## Available data:

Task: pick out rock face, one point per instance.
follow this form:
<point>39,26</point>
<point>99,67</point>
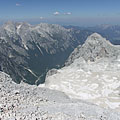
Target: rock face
<point>91,73</point>
<point>25,102</point>
<point>94,48</point>
<point>32,50</point>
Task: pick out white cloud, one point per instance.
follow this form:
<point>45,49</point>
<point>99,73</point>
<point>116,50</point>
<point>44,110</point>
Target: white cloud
<point>68,13</point>
<point>17,4</point>
<point>56,13</point>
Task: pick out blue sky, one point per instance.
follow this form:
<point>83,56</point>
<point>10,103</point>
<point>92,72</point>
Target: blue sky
<point>66,12</point>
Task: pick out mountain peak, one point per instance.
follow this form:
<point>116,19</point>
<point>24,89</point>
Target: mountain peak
<point>95,38</point>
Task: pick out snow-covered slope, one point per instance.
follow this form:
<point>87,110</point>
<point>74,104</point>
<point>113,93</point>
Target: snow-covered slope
<point>26,102</point>
<point>92,73</point>
<point>35,49</point>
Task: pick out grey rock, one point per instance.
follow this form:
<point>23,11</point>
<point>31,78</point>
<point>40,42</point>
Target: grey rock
<point>95,47</point>
<point>35,103</point>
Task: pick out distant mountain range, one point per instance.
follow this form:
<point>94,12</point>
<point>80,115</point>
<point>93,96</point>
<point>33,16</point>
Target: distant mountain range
<point>110,32</point>
<point>91,73</point>
<point>27,51</point>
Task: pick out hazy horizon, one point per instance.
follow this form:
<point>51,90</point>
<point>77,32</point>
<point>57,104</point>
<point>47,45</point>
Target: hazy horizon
<point>63,12</point>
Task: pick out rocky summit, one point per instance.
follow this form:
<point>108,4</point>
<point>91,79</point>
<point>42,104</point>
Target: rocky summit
<point>28,51</point>
<point>26,102</point>
<point>91,73</point>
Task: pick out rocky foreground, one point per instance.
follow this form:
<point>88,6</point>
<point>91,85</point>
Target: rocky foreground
<point>92,73</point>
<point>25,102</point>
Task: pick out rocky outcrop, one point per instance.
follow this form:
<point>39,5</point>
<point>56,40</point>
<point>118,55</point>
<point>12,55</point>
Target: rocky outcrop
<point>22,101</point>
<point>35,49</point>
<point>94,48</point>
<point>91,73</point>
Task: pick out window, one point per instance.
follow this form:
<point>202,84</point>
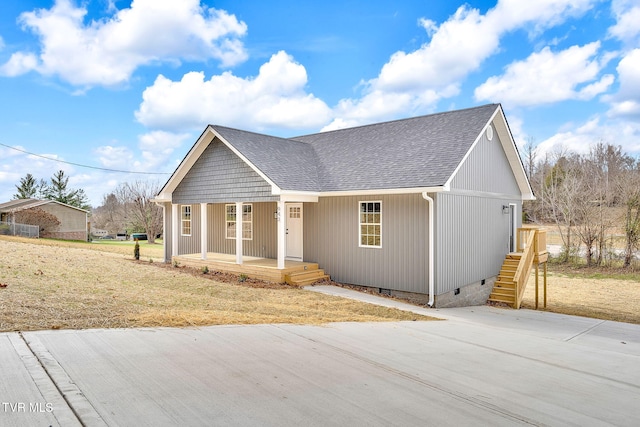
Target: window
<point>295,212</point>
<point>186,220</point>
<point>370,224</point>
<point>247,221</point>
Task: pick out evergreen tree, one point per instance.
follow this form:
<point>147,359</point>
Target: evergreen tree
<point>59,191</point>
<point>27,188</point>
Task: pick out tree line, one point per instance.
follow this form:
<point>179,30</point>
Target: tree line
<point>593,200</point>
<point>56,189</point>
<point>127,209</point>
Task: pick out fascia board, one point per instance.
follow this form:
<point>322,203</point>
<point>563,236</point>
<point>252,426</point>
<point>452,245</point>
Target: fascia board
<point>468,153</point>
<point>509,147</point>
<point>187,163</point>
<point>274,187</point>
<point>384,191</point>
<point>511,150</point>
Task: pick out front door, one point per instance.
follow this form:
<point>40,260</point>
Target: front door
<point>294,230</point>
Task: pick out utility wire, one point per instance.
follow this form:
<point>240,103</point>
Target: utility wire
<point>81,165</point>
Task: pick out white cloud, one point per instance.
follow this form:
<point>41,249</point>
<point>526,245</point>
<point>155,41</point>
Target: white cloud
<point>546,77</point>
<point>274,98</point>
<point>579,139</point>
<point>627,101</point>
<point>114,157</point>
<point>107,52</point>
<point>417,80</point>
<point>626,29</point>
<point>157,147</point>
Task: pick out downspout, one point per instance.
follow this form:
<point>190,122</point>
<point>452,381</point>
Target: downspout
<point>431,239</point>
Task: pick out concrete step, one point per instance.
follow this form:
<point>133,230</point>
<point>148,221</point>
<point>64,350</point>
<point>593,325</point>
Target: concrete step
<point>307,277</point>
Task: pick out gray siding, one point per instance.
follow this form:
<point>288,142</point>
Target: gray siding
<point>221,176</point>
<point>487,169</point>
<point>167,235</point>
<point>190,244</point>
<point>472,232</point>
<point>331,239</point>
<point>264,243</point>
<point>472,239</point>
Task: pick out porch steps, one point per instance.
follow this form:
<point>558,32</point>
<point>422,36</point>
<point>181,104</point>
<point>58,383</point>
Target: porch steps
<point>504,290</point>
<point>305,277</point>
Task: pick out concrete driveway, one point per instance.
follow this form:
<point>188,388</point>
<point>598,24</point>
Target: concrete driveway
<point>480,366</point>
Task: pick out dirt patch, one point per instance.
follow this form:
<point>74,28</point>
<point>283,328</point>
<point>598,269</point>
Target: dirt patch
<point>596,297</point>
<point>48,286</point>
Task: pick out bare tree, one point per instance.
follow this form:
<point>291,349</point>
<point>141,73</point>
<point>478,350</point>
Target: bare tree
<point>139,212</point>
<point>628,186</point>
<point>562,188</point>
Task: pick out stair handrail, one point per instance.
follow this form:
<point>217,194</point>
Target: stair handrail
<point>521,277</point>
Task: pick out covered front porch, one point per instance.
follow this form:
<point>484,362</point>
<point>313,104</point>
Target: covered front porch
<point>293,272</point>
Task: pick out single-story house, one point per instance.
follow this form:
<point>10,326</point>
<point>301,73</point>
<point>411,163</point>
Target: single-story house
<point>73,220</point>
<point>425,207</point>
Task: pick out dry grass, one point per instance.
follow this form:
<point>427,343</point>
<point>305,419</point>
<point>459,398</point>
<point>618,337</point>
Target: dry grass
<point>600,298</point>
<point>52,285</point>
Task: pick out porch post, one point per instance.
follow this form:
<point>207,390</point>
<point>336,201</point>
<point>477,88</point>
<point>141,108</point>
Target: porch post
<point>238,232</point>
<point>203,230</point>
<point>282,234</point>
<point>175,224</point>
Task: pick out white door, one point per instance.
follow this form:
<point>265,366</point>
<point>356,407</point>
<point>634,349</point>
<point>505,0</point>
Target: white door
<point>294,230</point>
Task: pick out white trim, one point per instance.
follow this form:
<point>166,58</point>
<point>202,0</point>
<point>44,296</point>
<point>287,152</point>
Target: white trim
<point>513,215</point>
<point>226,225</point>
<point>175,232</point>
<point>203,230</point>
<point>483,194</point>
<point>510,150</point>
<point>430,261</point>
<point>385,191</point>
<point>282,234</point>
<point>182,221</point>
<point>286,214</point>
<point>360,202</point>
<point>206,138</point>
<point>238,232</point>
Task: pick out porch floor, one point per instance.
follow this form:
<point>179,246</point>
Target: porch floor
<point>254,267</point>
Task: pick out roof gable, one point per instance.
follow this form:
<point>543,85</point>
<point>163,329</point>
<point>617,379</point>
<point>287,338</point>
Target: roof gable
<point>417,153</point>
<point>410,153</point>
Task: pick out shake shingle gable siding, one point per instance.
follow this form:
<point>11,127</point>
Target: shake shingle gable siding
<point>220,176</point>
<point>434,190</point>
<point>291,165</point>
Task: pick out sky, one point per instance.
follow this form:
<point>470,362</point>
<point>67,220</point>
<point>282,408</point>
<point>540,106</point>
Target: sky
<point>118,91</point>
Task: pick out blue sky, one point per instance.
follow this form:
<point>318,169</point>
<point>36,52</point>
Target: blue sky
<point>130,85</point>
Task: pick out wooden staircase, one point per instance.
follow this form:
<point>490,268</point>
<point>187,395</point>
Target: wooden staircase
<point>306,277</point>
<point>504,290</point>
<point>531,249</point>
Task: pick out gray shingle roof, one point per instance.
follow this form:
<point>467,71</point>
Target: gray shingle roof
<point>291,165</point>
<point>410,153</point>
<point>417,152</point>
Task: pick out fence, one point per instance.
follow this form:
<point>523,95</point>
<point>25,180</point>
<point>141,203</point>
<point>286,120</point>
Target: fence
<point>24,230</point>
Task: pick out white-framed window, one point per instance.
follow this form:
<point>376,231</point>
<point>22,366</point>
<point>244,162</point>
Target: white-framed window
<point>247,221</point>
<point>185,220</point>
<point>370,220</point>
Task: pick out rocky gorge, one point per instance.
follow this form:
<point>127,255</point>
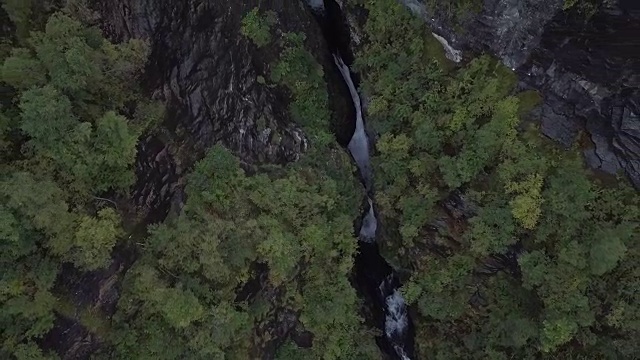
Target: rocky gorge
<point>212,79</point>
<point>584,65</point>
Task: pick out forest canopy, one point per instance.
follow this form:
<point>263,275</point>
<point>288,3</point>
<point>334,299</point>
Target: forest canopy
<point>509,246</point>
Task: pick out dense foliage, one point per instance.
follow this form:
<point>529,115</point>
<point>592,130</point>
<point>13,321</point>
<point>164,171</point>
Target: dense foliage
<point>540,263</point>
<point>570,292</point>
<point>70,119</point>
<point>255,252</point>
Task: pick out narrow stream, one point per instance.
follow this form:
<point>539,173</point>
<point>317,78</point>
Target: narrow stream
<point>396,322</point>
<point>375,278</point>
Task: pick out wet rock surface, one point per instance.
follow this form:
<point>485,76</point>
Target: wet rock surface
<point>586,67</point>
<point>207,73</point>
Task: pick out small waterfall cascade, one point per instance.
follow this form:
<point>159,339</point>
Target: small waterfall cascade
<point>396,321</point>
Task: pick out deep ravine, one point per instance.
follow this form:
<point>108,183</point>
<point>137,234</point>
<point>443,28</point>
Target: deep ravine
<point>386,295</point>
<point>381,286</point>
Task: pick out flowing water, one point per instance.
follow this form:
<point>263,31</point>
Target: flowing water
<point>396,321</point>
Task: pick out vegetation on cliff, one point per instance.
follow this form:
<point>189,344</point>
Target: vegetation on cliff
<point>566,283</point>
<point>254,250</point>
<point>541,262</point>
<point>70,119</point>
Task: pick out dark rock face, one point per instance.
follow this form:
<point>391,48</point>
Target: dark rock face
<point>207,71</point>
<point>587,69</point>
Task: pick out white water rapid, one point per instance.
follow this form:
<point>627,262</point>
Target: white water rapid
<point>396,318</point>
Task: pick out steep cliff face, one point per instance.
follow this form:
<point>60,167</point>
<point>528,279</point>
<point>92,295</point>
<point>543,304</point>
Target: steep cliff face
<point>210,77</point>
<point>586,67</point>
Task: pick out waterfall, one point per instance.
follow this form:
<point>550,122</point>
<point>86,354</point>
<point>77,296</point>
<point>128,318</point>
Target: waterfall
<point>396,322</point>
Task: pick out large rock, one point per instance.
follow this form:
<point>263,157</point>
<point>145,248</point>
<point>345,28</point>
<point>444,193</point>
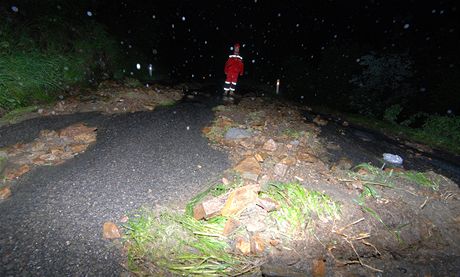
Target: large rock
<point>237,133</point>
<point>239,199</point>
<point>209,208</point>
<point>249,168</point>
<point>280,169</point>
<point>270,145</point>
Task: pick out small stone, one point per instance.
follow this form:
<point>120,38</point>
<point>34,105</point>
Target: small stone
<point>280,169</point>
<point>17,172</point>
<point>78,148</point>
<point>257,244</point>
<point>256,226</point>
<point>237,133</point>
<point>48,157</point>
<point>274,242</point>
<point>247,144</point>
<point>110,230</point>
<point>267,204</point>
<point>343,164</point>
<point>319,121</point>
<point>306,157</point>
<point>5,192</point>
<point>124,219</point>
<point>259,157</point>
<point>270,145</point>
<point>249,168</point>
<point>243,245</point>
<point>289,161</point>
<point>225,181</point>
<point>230,226</point>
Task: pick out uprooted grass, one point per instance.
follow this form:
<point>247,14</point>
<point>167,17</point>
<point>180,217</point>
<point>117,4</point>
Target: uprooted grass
<point>420,178</point>
<point>371,176</point>
<point>167,242</point>
<point>215,191</point>
<point>298,206</point>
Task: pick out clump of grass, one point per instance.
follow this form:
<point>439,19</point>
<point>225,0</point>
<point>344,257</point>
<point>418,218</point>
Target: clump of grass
<point>372,175</point>
<point>420,179</point>
<point>298,206</point>
<point>15,115</point>
<point>167,242</point>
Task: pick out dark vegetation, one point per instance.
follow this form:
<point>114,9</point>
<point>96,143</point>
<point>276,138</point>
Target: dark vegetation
<point>49,48</point>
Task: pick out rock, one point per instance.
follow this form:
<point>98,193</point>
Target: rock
<point>38,146</point>
<point>280,169</point>
<point>237,133</point>
<point>3,161</point>
<point>319,268</point>
<point>209,208</point>
<point>242,245</point>
<point>259,158</point>
<point>124,219</point>
<point>249,168</point>
<point>319,121</point>
<point>306,157</point>
<point>256,226</point>
<point>267,204</point>
<point>270,145</point>
<point>225,181</point>
<point>289,161</point>
<point>14,173</point>
<point>110,231</point>
<point>78,148</point>
<point>230,226</point>
<point>343,164</point>
<point>272,270</point>
<point>257,244</point>
<point>85,138</point>
<point>48,157</point>
<point>5,192</point>
<point>239,199</point>
<point>248,144</point>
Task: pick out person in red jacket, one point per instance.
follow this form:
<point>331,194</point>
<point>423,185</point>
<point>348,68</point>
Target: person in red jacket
<point>234,67</point>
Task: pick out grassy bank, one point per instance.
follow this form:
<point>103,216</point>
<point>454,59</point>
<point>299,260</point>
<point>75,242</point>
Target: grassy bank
<point>40,57</point>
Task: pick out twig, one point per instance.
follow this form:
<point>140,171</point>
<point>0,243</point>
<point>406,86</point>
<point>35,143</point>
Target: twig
<point>359,258</point>
<point>424,203</point>
<point>351,224</point>
<point>370,244</point>
<point>209,235</point>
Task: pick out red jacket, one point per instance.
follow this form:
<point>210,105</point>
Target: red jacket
<point>234,67</point>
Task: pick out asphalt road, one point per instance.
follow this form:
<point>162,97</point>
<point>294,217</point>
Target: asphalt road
<point>52,223</point>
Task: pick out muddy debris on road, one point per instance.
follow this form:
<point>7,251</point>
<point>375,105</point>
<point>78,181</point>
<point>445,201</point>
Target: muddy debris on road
<point>385,215</point>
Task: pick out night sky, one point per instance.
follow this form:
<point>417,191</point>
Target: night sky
<point>194,37</point>
<point>296,41</point>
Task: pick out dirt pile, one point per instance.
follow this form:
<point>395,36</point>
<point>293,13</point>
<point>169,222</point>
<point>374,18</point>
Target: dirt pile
<point>50,148</point>
<point>384,214</point>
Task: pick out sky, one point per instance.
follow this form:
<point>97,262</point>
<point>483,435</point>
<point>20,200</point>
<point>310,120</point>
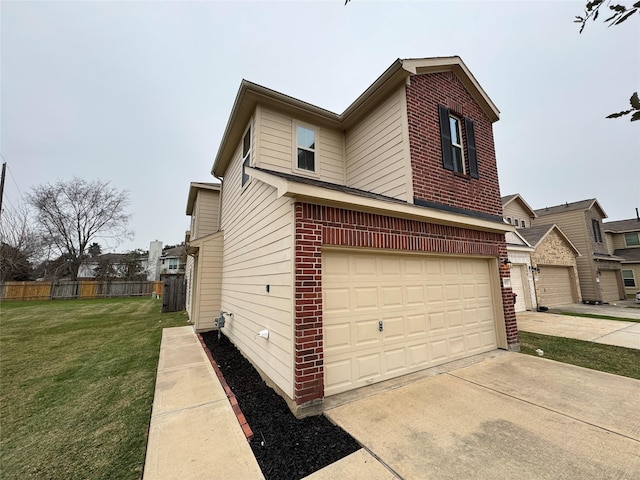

## Task:
Among the entries above, find the line with "<point>88,6</point>" and repeat exactly from there through the line with "<point>155,41</point>", leaving out the pictures.

## Solution for this exercise:
<point>88,6</point>
<point>91,85</point>
Target: rocky foreground
<point>92,73</point>
<point>25,102</point>
Task: pick out rocky outcrop, one point per instance.
follow this form:
<point>39,5</point>
<point>56,40</point>
<point>118,55</point>
<point>12,55</point>
Target: rocky outcrop
<point>22,101</point>
<point>35,49</point>
<point>94,48</point>
<point>91,73</point>
Task: pick out window, one point per instance.
follow this form:
<point>202,84</point>
Target: window
<point>295,212</point>
<point>186,220</point>
<point>370,224</point>
<point>247,221</point>
Task: pick out evergreen tree, one point per instance.
follow this form:
<point>147,359</point>
Target: evergreen tree
<point>59,191</point>
<point>27,188</point>
Task: pick out tree line, one point per instance.
follow this form:
<point>179,30</point>
Target: tree line
<point>593,200</point>
<point>56,189</point>
<point>127,209</point>
Task: pick out fascia board, one point per instance.
follow this form:
<point>322,203</point>
<point>563,236</point>
<point>252,426</point>
<point>452,245</point>
Target: fascia board
<point>468,153</point>
<point>509,147</point>
<point>187,163</point>
<point>274,187</point>
<point>384,191</point>
<point>511,150</point>
Task: pick out front door, one point per instance.
follow this form:
<point>40,260</point>
Target: front door
<point>294,230</point>
Task: pick out utility wire, one point per instance.
follow this form:
<point>240,103</point>
Target: utility wire
<point>81,165</point>
Task: pick out white cloud, one point per instance.
follow this form:
<point>41,249</point>
<point>526,245</point>
<point>155,41</point>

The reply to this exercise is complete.